**PROVIDED DATA**:
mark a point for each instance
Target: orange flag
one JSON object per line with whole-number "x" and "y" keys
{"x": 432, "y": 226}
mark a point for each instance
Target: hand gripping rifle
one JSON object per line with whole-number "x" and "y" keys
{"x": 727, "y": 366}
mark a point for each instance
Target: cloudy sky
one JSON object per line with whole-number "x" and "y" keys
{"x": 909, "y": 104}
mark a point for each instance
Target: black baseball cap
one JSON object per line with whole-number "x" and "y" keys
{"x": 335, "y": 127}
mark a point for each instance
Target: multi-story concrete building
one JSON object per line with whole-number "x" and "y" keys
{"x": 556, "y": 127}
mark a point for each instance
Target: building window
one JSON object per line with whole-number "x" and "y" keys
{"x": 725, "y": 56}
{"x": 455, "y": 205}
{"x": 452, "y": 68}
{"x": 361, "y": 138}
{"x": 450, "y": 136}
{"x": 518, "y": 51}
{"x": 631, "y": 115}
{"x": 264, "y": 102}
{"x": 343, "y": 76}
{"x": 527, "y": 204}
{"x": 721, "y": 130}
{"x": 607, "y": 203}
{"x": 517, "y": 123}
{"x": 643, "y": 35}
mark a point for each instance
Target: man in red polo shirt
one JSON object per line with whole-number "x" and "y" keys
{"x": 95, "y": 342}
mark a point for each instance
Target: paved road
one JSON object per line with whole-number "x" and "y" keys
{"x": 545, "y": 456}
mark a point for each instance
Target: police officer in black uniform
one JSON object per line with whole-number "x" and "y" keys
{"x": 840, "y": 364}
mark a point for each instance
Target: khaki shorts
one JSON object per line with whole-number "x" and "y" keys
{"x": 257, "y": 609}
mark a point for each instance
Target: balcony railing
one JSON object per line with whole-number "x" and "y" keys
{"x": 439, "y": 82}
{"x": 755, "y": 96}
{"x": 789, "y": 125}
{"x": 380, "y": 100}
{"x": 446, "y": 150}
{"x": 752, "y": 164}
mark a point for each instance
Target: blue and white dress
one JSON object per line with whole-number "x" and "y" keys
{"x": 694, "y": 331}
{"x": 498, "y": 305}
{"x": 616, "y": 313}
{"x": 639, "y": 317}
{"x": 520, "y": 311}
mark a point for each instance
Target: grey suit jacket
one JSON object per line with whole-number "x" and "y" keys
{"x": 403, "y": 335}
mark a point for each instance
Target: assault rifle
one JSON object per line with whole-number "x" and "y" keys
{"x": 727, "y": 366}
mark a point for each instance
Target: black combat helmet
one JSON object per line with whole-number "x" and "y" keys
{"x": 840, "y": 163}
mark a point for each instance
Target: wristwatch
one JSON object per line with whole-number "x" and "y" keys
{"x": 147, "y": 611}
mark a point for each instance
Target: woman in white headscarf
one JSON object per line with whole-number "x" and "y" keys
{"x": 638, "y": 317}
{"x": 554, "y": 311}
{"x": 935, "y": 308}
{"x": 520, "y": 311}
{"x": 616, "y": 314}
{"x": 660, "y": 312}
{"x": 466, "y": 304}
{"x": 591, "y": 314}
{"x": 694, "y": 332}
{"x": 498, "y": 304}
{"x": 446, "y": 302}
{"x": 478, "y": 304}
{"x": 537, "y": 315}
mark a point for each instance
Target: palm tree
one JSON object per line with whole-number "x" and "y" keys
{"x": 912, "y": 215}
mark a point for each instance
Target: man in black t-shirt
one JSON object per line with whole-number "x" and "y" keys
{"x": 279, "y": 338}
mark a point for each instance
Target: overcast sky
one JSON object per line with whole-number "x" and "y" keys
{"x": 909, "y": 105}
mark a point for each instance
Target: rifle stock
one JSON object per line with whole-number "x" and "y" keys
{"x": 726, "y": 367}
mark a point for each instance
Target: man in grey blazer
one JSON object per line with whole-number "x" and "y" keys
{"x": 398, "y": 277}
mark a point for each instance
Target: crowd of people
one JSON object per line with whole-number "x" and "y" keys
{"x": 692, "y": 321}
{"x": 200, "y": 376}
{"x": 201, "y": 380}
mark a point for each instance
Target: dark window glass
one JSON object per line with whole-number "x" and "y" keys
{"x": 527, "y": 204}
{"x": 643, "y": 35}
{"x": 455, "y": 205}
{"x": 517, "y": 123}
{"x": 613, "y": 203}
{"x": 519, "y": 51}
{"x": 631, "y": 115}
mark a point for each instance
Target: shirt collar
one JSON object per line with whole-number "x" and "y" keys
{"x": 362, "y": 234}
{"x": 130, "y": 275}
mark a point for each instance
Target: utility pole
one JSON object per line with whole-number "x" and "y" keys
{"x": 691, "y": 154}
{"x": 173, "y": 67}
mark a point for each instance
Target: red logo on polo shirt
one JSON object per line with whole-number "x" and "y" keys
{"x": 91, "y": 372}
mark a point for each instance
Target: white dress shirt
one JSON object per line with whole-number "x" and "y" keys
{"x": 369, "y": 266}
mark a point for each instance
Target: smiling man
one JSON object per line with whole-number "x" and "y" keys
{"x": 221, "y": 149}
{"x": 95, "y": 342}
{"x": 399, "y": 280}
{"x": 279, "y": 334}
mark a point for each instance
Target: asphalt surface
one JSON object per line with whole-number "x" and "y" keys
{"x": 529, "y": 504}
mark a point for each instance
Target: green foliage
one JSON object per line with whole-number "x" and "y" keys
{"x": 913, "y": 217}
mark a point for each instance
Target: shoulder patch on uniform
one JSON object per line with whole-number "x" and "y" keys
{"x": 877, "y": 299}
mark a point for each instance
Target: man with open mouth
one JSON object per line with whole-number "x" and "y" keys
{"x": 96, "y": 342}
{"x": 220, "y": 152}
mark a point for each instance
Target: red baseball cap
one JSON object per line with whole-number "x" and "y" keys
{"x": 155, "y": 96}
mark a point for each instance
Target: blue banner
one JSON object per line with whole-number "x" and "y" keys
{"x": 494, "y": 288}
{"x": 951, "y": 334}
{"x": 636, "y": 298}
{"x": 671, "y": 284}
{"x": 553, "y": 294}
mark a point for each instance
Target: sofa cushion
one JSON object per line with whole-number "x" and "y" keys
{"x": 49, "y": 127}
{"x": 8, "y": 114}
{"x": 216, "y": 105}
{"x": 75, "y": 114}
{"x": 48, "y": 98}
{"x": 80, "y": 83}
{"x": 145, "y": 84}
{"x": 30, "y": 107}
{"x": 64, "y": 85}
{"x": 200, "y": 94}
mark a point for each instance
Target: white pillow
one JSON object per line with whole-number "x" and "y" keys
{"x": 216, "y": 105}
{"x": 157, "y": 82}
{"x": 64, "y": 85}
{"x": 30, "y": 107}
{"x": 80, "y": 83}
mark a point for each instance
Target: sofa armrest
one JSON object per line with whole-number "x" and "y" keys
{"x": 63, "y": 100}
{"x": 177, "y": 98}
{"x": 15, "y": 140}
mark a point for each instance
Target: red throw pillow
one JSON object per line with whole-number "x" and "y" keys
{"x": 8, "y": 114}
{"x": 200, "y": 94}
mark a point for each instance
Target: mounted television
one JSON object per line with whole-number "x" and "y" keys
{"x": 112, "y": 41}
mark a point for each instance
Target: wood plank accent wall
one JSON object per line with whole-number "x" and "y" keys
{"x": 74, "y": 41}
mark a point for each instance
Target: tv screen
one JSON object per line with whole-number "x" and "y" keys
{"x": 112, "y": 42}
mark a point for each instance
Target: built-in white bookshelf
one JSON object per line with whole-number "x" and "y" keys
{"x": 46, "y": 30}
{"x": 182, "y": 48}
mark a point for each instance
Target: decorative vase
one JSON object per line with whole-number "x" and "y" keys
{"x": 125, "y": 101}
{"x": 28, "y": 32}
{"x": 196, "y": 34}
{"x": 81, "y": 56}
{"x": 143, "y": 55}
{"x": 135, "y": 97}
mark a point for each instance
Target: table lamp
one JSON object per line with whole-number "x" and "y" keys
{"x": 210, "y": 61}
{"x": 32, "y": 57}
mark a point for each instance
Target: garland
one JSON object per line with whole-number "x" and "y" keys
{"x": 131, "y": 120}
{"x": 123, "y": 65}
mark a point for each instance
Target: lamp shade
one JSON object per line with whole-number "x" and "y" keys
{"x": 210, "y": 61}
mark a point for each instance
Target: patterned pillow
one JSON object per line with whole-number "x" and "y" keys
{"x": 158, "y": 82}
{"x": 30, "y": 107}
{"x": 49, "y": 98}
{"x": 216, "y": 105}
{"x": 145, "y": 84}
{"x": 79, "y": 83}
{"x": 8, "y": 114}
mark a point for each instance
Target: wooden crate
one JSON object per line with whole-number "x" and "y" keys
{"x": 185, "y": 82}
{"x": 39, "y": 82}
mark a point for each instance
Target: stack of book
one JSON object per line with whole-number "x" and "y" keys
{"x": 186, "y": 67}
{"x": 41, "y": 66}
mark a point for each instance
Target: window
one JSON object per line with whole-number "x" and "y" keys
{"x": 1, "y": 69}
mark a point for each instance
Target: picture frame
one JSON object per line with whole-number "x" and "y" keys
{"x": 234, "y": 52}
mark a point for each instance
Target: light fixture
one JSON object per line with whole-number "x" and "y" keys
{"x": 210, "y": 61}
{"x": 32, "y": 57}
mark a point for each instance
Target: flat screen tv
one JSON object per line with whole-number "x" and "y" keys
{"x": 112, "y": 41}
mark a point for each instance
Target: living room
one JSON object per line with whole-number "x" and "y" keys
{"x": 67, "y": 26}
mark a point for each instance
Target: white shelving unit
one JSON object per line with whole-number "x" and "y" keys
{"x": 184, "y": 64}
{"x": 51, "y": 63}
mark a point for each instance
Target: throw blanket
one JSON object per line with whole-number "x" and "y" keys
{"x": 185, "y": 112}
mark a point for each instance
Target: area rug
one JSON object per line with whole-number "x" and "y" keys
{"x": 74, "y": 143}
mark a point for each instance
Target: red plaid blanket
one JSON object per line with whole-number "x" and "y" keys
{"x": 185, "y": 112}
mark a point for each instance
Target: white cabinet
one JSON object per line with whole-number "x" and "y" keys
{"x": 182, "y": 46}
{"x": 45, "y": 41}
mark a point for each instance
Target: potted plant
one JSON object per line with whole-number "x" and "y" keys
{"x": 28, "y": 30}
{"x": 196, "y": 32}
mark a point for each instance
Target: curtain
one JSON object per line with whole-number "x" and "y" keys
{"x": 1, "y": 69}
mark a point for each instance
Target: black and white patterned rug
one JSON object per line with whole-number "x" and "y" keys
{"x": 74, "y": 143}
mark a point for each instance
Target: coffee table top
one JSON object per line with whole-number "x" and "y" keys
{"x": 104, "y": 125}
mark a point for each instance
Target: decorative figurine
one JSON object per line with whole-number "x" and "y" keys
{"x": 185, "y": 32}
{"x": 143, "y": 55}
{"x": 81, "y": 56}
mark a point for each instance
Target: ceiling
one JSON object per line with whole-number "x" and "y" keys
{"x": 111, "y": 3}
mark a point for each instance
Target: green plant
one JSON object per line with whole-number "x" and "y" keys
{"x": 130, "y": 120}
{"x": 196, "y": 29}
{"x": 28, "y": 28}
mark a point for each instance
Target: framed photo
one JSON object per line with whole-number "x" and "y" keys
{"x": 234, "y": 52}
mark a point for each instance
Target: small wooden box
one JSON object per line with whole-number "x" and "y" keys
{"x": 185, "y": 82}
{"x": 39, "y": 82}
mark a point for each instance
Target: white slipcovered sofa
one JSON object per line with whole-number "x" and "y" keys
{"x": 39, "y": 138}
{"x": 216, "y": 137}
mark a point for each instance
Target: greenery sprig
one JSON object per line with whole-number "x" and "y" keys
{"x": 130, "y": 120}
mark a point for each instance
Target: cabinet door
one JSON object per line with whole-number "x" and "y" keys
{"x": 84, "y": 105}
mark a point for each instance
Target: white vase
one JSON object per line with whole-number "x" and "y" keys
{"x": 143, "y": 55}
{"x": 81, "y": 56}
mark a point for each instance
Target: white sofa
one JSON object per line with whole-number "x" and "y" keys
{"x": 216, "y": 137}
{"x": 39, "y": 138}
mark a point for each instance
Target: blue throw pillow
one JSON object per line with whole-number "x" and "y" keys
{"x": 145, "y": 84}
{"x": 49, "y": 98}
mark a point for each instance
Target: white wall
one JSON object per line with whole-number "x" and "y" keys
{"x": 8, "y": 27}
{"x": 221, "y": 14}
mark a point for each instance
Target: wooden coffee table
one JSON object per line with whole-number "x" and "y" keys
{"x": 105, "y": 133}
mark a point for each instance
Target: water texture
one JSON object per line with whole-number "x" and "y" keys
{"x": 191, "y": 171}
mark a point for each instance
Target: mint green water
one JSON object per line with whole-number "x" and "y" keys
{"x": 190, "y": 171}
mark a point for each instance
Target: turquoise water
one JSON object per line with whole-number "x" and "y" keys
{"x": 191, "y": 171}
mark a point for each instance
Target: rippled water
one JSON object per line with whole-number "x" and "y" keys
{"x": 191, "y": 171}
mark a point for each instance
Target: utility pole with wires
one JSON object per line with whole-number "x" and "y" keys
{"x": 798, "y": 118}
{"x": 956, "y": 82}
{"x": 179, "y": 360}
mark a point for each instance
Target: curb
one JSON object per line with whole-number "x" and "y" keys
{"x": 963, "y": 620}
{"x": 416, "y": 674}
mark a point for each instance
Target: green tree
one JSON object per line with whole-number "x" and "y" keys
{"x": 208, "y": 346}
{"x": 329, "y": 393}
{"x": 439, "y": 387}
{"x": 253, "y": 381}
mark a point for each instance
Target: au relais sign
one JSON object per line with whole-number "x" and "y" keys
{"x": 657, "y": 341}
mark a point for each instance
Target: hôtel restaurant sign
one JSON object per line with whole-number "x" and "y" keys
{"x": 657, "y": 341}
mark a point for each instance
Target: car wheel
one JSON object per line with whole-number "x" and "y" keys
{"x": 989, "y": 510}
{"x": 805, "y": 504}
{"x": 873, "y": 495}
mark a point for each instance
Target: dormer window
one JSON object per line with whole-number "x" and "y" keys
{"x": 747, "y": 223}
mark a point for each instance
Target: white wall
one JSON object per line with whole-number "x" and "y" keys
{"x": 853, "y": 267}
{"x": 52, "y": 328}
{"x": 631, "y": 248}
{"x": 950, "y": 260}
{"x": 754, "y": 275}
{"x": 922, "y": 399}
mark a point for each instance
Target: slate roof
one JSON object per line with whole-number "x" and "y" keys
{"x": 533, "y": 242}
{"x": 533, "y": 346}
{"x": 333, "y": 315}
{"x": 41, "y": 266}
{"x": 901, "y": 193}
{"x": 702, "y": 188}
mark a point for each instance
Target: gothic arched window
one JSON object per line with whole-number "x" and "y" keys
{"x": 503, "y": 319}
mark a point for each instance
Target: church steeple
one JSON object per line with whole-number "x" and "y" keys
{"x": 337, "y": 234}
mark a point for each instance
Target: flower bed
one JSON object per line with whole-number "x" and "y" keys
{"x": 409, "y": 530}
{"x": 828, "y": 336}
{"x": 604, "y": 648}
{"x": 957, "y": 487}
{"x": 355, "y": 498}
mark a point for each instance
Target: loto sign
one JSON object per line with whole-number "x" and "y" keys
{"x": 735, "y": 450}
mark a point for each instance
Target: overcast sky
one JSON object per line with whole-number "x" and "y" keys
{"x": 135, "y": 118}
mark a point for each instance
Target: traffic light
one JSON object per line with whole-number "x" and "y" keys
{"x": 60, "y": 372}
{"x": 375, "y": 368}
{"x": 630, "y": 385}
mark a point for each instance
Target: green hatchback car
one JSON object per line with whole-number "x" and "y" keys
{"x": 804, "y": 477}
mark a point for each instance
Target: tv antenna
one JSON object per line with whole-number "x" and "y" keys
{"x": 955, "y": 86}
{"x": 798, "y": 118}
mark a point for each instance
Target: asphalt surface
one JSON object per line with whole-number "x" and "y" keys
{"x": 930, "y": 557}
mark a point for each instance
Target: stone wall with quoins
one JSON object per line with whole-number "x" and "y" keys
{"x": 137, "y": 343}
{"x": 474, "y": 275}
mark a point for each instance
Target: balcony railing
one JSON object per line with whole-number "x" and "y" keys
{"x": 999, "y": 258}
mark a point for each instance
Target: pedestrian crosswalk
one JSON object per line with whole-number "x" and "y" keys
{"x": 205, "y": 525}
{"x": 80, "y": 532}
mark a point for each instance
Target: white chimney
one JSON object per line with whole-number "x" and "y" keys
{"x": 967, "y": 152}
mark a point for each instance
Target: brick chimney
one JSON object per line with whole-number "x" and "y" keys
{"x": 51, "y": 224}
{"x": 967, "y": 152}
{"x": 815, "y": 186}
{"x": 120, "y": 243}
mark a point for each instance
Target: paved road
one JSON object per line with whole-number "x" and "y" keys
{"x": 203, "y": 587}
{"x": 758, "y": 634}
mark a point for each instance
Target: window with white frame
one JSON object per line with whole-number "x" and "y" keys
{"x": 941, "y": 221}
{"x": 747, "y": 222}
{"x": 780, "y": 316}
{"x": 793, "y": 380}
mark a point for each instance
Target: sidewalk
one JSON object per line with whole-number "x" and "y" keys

**EXERCISE REQUIREMENTS**:
Where does "shirt" appear in the records above? Copy each line that holds it.

**FINAL ANSWER**:
Target: man in red polo shirt
Target: man in black t-shirt
Target: shirt collar
Target: red logo on polo shirt
Target: white dress shirt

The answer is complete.